Set task ▸ Below are some records; give them all again exactly, but not the pictures.

[Pointing dataset excerpts]
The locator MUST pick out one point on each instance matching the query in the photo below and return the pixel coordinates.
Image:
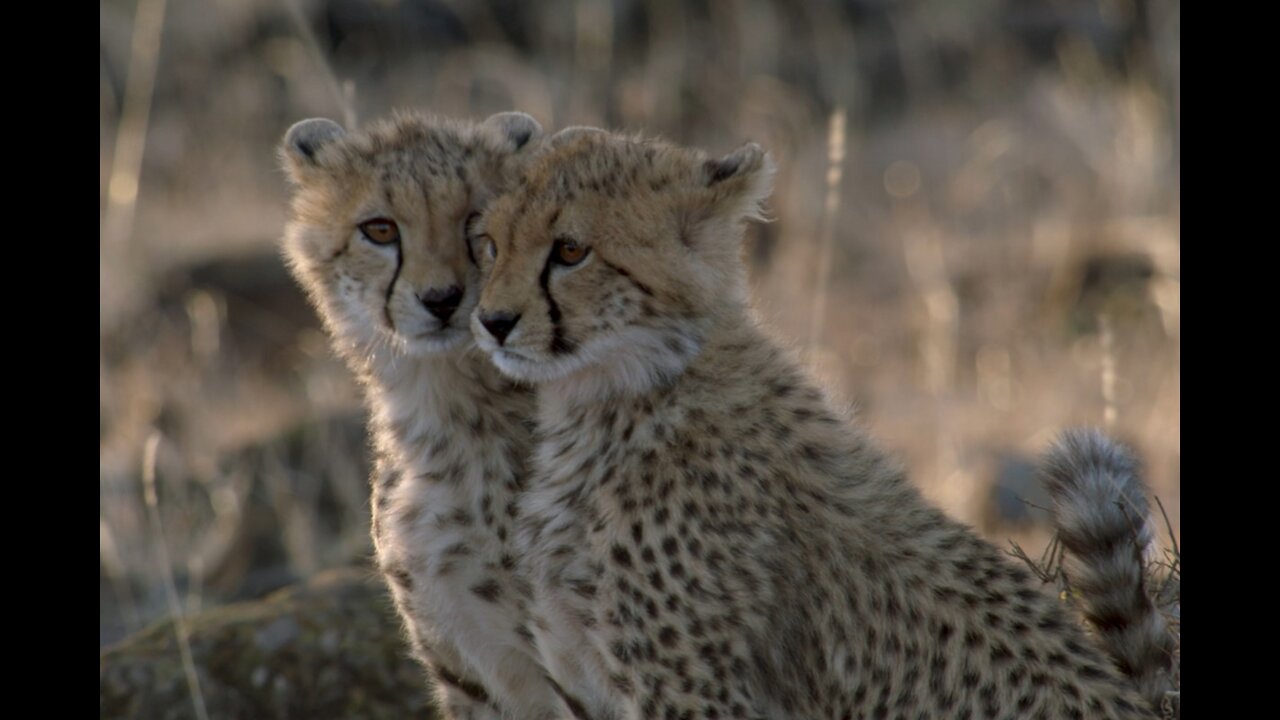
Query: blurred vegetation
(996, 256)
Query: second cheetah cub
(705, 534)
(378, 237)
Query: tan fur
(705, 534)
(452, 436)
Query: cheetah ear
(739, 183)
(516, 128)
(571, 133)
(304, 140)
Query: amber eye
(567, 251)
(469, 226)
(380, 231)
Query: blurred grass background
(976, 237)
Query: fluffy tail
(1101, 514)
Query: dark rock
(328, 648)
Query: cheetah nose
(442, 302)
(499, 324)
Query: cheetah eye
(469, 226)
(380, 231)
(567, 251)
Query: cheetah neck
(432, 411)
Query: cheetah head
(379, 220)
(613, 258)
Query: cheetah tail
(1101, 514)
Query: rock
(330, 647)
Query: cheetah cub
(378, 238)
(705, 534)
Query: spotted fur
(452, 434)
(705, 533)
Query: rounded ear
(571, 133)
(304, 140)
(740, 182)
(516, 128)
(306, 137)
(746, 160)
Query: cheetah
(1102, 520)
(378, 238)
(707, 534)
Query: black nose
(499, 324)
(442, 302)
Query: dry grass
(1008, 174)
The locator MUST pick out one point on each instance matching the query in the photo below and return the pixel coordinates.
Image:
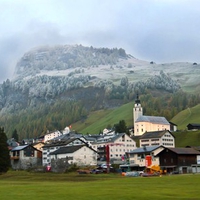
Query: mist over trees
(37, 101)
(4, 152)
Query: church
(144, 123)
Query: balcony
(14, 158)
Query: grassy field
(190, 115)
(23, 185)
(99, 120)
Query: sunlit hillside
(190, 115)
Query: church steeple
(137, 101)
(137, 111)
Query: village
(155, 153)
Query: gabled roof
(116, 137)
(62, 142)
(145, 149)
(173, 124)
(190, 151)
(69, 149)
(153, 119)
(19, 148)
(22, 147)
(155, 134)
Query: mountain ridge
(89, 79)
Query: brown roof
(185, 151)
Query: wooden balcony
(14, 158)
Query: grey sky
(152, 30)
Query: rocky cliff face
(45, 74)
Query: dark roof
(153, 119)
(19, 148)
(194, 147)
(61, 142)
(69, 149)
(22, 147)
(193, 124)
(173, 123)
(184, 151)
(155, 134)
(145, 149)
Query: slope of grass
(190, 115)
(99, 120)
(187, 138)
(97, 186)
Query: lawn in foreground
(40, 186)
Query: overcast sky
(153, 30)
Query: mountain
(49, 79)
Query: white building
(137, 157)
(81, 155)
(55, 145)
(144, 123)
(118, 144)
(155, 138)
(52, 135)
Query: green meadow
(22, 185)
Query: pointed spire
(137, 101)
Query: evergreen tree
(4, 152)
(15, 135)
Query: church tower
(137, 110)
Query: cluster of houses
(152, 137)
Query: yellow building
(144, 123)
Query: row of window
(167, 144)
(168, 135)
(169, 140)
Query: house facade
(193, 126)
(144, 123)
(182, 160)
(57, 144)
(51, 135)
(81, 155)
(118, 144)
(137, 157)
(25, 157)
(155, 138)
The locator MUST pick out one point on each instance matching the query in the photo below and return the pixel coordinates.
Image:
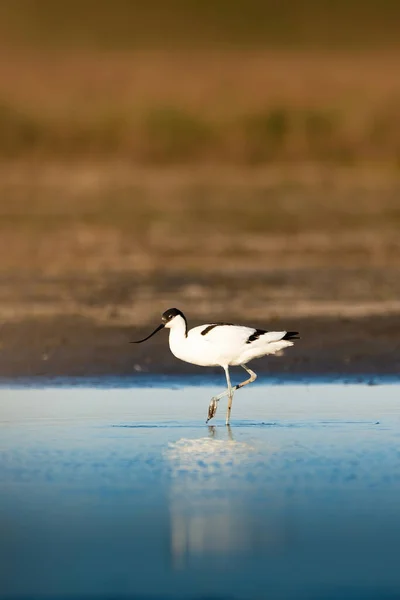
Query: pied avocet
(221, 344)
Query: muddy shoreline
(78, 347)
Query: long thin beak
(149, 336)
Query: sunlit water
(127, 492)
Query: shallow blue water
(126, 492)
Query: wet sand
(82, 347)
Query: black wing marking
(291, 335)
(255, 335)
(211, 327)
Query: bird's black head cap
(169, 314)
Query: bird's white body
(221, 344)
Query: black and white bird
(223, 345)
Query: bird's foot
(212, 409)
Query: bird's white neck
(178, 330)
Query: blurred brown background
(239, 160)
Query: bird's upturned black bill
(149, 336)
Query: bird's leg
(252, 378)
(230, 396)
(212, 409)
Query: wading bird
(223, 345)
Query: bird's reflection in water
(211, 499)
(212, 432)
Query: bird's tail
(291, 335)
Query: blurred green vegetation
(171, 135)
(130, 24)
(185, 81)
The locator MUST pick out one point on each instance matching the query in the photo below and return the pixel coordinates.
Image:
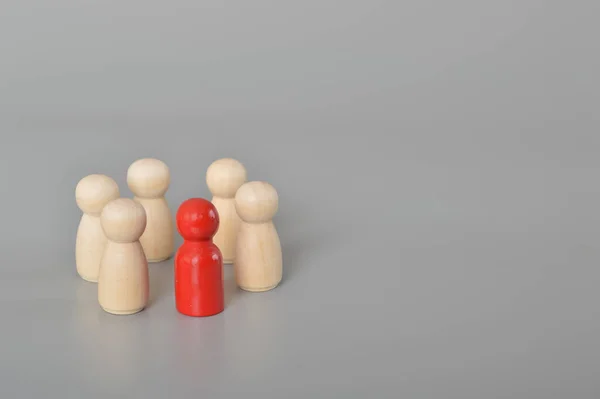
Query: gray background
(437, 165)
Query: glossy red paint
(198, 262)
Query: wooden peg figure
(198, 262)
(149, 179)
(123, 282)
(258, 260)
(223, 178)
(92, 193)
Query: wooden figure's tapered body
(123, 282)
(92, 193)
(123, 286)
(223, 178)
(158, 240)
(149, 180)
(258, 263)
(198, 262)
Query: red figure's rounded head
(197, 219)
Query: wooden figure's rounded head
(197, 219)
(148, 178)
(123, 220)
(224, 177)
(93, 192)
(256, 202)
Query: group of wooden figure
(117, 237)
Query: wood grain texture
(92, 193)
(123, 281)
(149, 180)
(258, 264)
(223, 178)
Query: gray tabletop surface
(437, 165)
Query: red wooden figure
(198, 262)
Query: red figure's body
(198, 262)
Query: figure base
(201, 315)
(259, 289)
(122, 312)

Written solution ▸
The locator MUST pick out one point on each instance matching the query in the photo below and return the pixel coordinates.
Image:
Query: blurred vegetation
(996, 256)
Query: second cheetah cub
(705, 534)
(378, 237)
Query: tan fur
(705, 534)
(452, 436)
Query: cheetah ear
(739, 183)
(516, 128)
(571, 133)
(304, 140)
Query: amber eye
(567, 251)
(469, 226)
(380, 231)
Query: blurred grass background
(976, 237)
Query: fluffy tail
(1101, 514)
Query: dark rock
(328, 648)
Query: cheetah nose
(442, 302)
(499, 324)
Query: cheetah eye
(469, 226)
(380, 231)
(567, 251)
Query: cheetah neck
(432, 411)
Query: cheetah head
(379, 220)
(613, 258)
Query: cheetah tail
(1101, 514)
Query: rock
(330, 647)
Query: cheetah cub
(378, 238)
(705, 534)
Query: spotted fur
(452, 434)
(705, 533)
Query: rounded ear
(571, 133)
(304, 140)
(740, 182)
(516, 128)
(306, 137)
(746, 160)
Query: cheetah
(1102, 520)
(378, 238)
(707, 534)
Query: black nose
(499, 324)
(442, 302)
Query: dry grass
(1008, 174)
The locator MUST pick out one point on each instance matching the query in the photo below and return the pixel coordinates.
Image:
Query: mist over trees
(37, 101)
(4, 152)
Query: church
(144, 123)
Query: balcony
(14, 158)
Query: grassy field
(190, 115)
(23, 185)
(99, 120)
Query: sunlit hillside
(190, 115)
Query: church steeple
(137, 101)
(137, 111)
Query: village
(155, 153)
Query: gabled roof
(116, 137)
(62, 142)
(145, 149)
(173, 124)
(190, 151)
(69, 149)
(153, 119)
(19, 148)
(22, 147)
(155, 134)
Query: mountain ridge
(89, 79)
Query: brown roof
(185, 151)
Query: wooden balcony
(14, 158)
Query: grey sky
(152, 30)
Query: rocky cliff face
(45, 74)
Query: dark roof
(153, 119)
(19, 148)
(194, 147)
(61, 142)
(69, 149)
(22, 147)
(193, 124)
(173, 123)
(184, 151)
(155, 134)
(145, 149)
Query: slope of grass
(190, 115)
(99, 120)
(187, 138)
(97, 186)
Query: lawn in foreground
(40, 186)
Query: overcast sky
(153, 30)
Query: mountain
(49, 79)
Query: white building
(137, 157)
(81, 155)
(55, 145)
(144, 123)
(118, 144)
(155, 138)
(52, 135)
Query: green meadow
(22, 185)
Query: pointed spire
(137, 101)
Query: evergreen tree
(4, 152)
(15, 135)
Query: church tower
(137, 110)
Query: cluster of houses
(152, 137)
Query: yellow building
(144, 123)
Query: row of window
(167, 144)
(168, 135)
(169, 140)
Query: house facade
(193, 126)
(144, 123)
(182, 160)
(57, 144)
(51, 135)
(81, 155)
(118, 144)
(137, 157)
(25, 157)
(155, 138)
The locator MUST pick out one point on each instance matching the query in the photo below and return the pixel coordinates.
Image:
Query: pied avocet
(221, 344)
Query: muddy shoreline
(78, 347)
Query: long thin beak
(149, 336)
Query: sunlit water
(127, 492)
Query: shallow blue water
(126, 492)
Query: wet sand
(82, 347)
Query: black wing marking
(291, 335)
(255, 335)
(211, 327)
Query: bird's black head cap
(169, 314)
Query: bird's white body
(221, 344)
Query: black and white bird
(223, 345)
Query: bird's foot
(212, 409)
Query: bird's white neck
(178, 330)
Query: blurred brown background
(239, 160)
Query: bird's upturned black bill
(149, 336)
Query: bird's leg
(252, 378)
(230, 396)
(212, 409)
Query: wading bird
(223, 345)
Query: bird's reflection in water
(211, 499)
(212, 432)
Query: bird's tail
(291, 335)
Query: blurred green vegetation
(171, 135)
(130, 24)
(185, 81)
The locator MUST pick out one point on each instance matching the query in the photo below and return the pixel coordinates.
Image:
Query: gray background
(437, 165)
Query: glossy red paint
(198, 262)
Query: wooden peg figure
(198, 262)
(149, 179)
(123, 282)
(258, 260)
(223, 178)
(92, 193)
Query: wooden figure's tapered body
(123, 282)
(92, 193)
(123, 286)
(223, 178)
(158, 240)
(149, 180)
(258, 263)
(198, 262)
Query: red figure's rounded head
(197, 219)
Query: wooden figure's rounded head
(197, 219)
(148, 178)
(123, 220)
(224, 177)
(93, 192)
(256, 202)
Query: group of wooden figure
(117, 237)
Query: wood grain texture
(92, 193)
(123, 281)
(149, 180)
(258, 264)
(223, 178)
Query: gray tabletop surface
(437, 165)
Query: red wooden figure
(198, 262)
Query: red figure's body
(198, 262)
Query: figure base
(201, 315)
(259, 289)
(122, 312)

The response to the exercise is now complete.